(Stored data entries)
"""
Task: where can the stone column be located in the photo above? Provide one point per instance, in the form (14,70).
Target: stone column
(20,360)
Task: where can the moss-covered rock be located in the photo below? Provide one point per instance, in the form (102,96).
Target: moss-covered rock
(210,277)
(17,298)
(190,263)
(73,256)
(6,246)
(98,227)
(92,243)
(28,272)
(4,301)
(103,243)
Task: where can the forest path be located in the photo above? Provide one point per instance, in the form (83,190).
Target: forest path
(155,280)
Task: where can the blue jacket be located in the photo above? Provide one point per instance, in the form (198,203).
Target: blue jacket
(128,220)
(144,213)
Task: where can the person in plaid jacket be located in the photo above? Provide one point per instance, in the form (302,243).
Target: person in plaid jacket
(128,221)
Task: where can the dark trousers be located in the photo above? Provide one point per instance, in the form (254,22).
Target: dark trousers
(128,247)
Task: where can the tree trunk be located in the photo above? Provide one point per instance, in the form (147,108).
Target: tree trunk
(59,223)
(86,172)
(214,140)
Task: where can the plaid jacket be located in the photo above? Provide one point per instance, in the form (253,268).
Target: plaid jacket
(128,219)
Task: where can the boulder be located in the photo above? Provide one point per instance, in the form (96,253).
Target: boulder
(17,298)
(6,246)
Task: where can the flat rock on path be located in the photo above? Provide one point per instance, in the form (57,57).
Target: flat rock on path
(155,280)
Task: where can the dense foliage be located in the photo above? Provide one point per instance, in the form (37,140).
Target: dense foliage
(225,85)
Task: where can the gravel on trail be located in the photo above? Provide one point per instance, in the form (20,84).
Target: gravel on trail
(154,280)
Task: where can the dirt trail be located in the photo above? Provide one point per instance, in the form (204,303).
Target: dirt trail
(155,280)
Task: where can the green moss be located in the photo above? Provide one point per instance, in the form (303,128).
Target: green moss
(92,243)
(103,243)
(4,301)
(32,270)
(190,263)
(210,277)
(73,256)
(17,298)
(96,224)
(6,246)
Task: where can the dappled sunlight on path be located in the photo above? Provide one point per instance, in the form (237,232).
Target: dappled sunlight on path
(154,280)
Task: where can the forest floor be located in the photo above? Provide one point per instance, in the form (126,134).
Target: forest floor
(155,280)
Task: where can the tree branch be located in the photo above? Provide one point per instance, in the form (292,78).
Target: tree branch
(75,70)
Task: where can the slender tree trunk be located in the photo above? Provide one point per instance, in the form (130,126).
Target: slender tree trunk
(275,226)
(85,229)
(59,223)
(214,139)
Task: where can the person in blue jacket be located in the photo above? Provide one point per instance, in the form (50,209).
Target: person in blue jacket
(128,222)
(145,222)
"""
_YOUR GOAL_:
The records above need to be retyped in full, exactly as given.

_EXERCISE RESULT_:
Task: where can the stone column be located in the photo above? Provide one point per instance, in the form (14,70).
Target: stone column
(20,360)
Task: where can the moss-covered rock be located in the photo below? Provide one point per instance, in the form (102,96).
Target: moss-covered rock
(210,277)
(17,298)
(190,263)
(73,256)
(6,246)
(98,227)
(92,243)
(28,272)
(4,301)
(103,243)
Task: where can the forest path be located in the photo above? Provide one point per instance, in the form (83,190).
Target: forest path
(155,280)
Task: where can the blue jacket be located in the photo above? Provide one point per instance, in the form (198,203).
Target: blue jacket
(128,220)
(144,213)
Task: where can the person in plaid jacket be located in the photo above? Provide one point per instance, in the form (302,243).
Target: person in plaid jacket
(128,221)
Task: where can the dark trousers be located in the photo above? Provide one point per instance, in the form (254,22).
Target: dark trousers
(128,247)
Task: where can the tree trunk be located in the photo above? Provide one point per instance, in the form (147,108).
Target: tree trunk
(59,223)
(86,172)
(214,140)
Task: where can the plaid jacket be located in the photo above? Provide one point per instance, in the form (253,268).
Target: plaid jacket
(128,219)
Task: where can the boulder be located in the photo above? Provide one point per instance, in the form (96,253).
Target: boulder
(17,298)
(6,246)
Task: where can the flat rock on path be located in the photo above? Provide one point per instance, in the form (57,57).
Target: flat rock on path
(155,280)
Task: where can the dense foliage be located in the photo above? Provide one point per instance, in the form (37,140).
Target: dense foliage
(225,85)
Task: where can the gravel on trail be located in the photo above? Provide one point per instance, in the form (20,84).
Target: gravel on trail
(154,280)
Task: where can the dirt trail be located in the photo above? Provide one point per instance, in the form (204,303).
Target: dirt trail
(155,280)
Task: where can the green moss be located in the photo above? Provide one point per instance, in the form (303,128).
Target: green moss
(92,243)
(103,243)
(4,301)
(32,270)
(190,263)
(210,277)
(73,256)
(17,298)
(96,224)
(6,246)
Task: where can the dappled sunlight on path be located in the photo above? Provide one point per instance, in the form (237,232).
Target: dappled sunlight on path
(154,280)
Task: where can the forest floor be located in the photo above? Provide one point per instance, in the form (126,134).
Target: forest floor
(155,280)
Task: where can the tree branch be located in the photo above? Provide one point per instance, in the form (292,78).
Target: tree branch
(75,70)
Task: where can the slender tree trunk be located in the photo above? Provide one point per instance, in the form (130,126).
Target: slender tree trunk
(275,226)
(85,229)
(59,223)
(214,139)
Task: where can the person in blue jacket be located in the photo above? Provide one point per instance, in the form (50,209).
Target: person in blue jacket
(128,222)
(145,222)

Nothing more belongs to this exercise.